## start Data supplied

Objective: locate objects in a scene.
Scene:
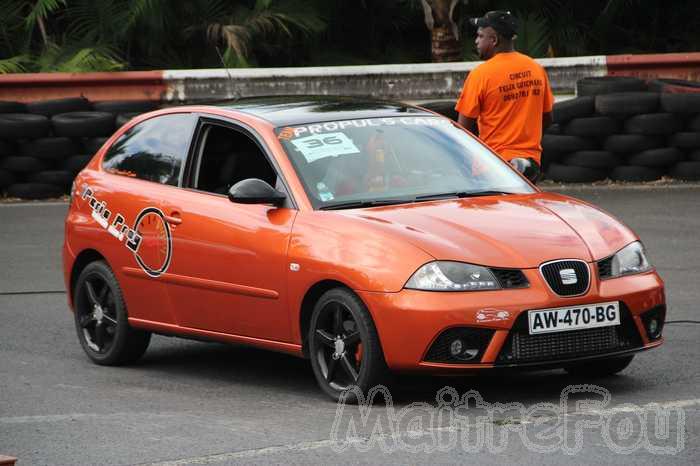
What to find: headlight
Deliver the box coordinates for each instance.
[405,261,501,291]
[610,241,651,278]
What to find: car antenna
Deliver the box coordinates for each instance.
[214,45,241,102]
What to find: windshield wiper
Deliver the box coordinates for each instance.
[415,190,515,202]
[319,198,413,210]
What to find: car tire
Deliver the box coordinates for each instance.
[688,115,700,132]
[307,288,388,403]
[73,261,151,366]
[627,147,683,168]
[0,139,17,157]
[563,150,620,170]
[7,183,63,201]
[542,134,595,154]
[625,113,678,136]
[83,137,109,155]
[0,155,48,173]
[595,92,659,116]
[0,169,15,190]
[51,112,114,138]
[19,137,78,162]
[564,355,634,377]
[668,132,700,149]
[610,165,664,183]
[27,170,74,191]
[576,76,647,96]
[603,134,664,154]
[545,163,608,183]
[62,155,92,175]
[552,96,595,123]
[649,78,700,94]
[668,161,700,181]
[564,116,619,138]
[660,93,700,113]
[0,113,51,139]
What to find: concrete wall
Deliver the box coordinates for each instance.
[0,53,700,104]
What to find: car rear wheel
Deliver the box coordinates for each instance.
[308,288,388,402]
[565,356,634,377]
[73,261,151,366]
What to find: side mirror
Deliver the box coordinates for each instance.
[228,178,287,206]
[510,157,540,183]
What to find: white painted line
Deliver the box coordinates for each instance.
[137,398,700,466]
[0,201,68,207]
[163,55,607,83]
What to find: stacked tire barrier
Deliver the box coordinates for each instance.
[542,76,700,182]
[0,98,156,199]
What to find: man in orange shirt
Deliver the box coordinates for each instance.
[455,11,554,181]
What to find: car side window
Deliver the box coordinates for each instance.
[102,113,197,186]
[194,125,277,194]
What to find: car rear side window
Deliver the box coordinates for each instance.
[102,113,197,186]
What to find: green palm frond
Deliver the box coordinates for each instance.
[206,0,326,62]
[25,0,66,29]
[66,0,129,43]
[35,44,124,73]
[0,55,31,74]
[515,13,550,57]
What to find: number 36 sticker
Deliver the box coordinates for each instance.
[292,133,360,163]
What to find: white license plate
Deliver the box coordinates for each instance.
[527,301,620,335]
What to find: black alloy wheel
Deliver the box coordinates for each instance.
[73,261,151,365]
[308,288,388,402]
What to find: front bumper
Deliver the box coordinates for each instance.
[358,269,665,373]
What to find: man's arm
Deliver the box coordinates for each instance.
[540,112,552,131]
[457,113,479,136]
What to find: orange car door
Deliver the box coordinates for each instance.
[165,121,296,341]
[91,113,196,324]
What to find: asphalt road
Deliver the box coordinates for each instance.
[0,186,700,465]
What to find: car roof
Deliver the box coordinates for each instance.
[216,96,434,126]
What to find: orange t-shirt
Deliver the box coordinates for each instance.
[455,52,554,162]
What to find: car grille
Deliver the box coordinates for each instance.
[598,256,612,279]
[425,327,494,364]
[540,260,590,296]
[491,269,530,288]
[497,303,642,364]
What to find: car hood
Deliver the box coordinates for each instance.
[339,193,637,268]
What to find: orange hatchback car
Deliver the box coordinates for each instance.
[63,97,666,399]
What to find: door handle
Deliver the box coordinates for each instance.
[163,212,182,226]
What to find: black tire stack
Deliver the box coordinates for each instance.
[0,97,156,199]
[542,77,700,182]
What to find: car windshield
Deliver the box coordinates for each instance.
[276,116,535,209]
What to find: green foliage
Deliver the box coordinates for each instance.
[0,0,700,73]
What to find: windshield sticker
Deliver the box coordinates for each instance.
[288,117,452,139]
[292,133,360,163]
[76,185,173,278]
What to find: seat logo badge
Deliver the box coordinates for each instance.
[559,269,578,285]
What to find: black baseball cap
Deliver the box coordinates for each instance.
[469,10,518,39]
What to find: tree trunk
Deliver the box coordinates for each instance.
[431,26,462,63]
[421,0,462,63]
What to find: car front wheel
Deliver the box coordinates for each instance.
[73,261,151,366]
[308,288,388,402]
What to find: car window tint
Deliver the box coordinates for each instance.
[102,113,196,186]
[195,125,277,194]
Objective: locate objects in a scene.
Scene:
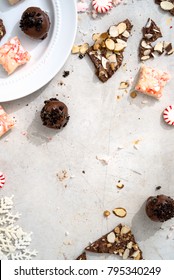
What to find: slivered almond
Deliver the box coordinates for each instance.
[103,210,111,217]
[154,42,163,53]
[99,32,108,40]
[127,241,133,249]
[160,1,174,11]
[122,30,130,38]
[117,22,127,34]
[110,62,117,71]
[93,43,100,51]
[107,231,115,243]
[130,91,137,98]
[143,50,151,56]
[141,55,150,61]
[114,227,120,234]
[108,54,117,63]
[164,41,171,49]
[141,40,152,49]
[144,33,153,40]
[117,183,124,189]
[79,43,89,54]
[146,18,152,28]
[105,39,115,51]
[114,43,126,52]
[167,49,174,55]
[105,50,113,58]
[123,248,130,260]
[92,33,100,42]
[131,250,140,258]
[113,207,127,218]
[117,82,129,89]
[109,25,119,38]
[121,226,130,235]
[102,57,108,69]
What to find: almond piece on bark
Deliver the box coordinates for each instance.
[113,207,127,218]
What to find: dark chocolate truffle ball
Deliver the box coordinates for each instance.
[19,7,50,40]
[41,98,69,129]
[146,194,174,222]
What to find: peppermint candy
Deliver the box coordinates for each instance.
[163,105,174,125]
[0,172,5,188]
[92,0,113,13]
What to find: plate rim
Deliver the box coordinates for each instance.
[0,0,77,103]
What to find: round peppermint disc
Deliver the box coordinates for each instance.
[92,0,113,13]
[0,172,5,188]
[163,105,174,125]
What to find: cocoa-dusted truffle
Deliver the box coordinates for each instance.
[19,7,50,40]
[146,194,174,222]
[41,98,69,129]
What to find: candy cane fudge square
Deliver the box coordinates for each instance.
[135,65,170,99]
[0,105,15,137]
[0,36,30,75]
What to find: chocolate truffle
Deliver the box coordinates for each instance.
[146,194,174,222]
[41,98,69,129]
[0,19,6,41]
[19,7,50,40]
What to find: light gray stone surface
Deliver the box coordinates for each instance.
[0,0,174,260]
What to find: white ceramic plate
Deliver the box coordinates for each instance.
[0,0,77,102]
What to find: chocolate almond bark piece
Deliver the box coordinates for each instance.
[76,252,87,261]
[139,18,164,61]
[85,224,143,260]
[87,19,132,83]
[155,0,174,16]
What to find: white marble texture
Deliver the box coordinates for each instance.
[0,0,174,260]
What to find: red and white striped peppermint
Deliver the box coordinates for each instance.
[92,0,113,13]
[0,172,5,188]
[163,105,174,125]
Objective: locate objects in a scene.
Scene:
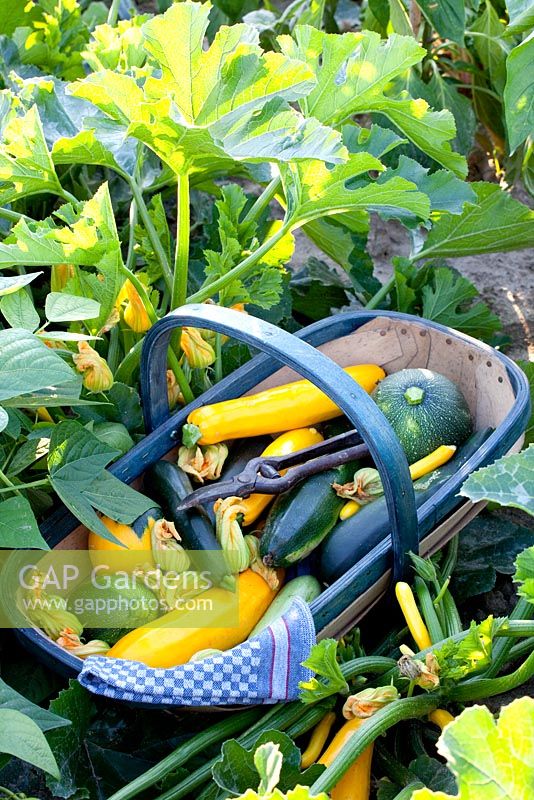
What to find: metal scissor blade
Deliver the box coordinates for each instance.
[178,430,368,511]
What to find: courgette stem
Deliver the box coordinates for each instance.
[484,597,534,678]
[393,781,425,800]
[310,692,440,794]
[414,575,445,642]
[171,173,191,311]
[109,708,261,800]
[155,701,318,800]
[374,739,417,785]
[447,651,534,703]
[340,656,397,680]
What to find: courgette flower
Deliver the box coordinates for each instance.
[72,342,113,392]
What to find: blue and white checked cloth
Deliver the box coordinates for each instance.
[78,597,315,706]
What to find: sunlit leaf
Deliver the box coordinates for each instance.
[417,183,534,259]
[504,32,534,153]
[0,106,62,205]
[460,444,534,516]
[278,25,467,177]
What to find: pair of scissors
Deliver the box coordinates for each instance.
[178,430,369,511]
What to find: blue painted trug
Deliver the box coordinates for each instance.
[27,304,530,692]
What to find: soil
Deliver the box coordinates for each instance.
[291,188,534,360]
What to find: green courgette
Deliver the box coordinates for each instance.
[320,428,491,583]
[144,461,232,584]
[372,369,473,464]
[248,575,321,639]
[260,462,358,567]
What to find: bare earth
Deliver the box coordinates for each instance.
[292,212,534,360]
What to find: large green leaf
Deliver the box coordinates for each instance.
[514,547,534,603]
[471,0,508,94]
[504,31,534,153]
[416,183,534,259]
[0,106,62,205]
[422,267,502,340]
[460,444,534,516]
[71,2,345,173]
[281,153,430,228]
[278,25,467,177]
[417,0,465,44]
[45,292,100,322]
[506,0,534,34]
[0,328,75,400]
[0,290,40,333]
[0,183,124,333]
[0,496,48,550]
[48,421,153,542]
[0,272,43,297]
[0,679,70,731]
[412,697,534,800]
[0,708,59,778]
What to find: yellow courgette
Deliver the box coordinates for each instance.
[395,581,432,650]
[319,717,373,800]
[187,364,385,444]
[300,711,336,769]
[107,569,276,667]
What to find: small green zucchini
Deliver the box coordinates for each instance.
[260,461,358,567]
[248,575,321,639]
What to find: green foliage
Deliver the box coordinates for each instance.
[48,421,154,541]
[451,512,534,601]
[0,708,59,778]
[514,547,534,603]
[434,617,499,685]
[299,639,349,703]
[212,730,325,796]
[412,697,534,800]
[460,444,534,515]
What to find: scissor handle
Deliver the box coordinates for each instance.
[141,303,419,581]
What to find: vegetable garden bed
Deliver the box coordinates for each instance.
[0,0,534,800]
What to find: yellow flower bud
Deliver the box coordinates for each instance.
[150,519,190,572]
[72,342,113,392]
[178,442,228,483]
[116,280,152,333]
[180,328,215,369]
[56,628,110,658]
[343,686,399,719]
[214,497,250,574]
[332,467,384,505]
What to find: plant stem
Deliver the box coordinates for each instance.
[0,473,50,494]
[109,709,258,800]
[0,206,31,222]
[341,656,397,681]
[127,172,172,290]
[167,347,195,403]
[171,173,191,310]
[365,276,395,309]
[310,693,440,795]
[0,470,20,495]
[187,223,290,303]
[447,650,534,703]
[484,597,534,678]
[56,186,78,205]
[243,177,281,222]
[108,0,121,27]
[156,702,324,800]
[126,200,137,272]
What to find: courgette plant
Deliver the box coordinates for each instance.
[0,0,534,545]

## end Data supplied

=== Problem ===
Output the data from its start through the line containing "[0,53,700,104]" as a two-column CSV with the columns "query" and "boxes", one row per object to locate. Put the object's wording in one quoted field and its box coordinates in the other, turn line breaks into spaces, and leave out the pictures.

=== Solution for this exercise ===
query,boxes
"Objective: locate objects in a scene. Scene: What to find: headlight Deliver the box coordinates for each instance.","[405,261,501,291] [610,241,651,278]"
"What to find: car antenna Deliver the box coordinates for each instance.","[214,45,241,102]"
"What to find: windshield wiper Deliver the box coordinates for each instance.","[415,190,515,202] [319,198,413,210]"
"What to find: car tire Deliver the box coordinates for each instance.","[688,115,700,132] [307,288,388,403] [73,261,151,366] [627,147,683,168] [0,139,17,157] [563,150,620,170] [7,183,63,201] [542,134,595,154] [625,113,678,136] [83,137,109,155] [0,155,48,173] [595,92,659,116] [0,169,15,190] [51,112,114,138] [19,137,78,162] [564,355,634,377] [668,132,700,149] [610,165,664,183] [27,170,74,191] [576,76,647,96] [603,134,664,154] [545,163,608,183] [62,155,92,175] [552,96,595,123] [649,78,700,94] [668,161,700,181] [564,116,619,138] [660,93,700,113] [0,113,51,139]"
"What to find: concrete wall Deliver the box coordinates for each instance.","[0,53,700,104]"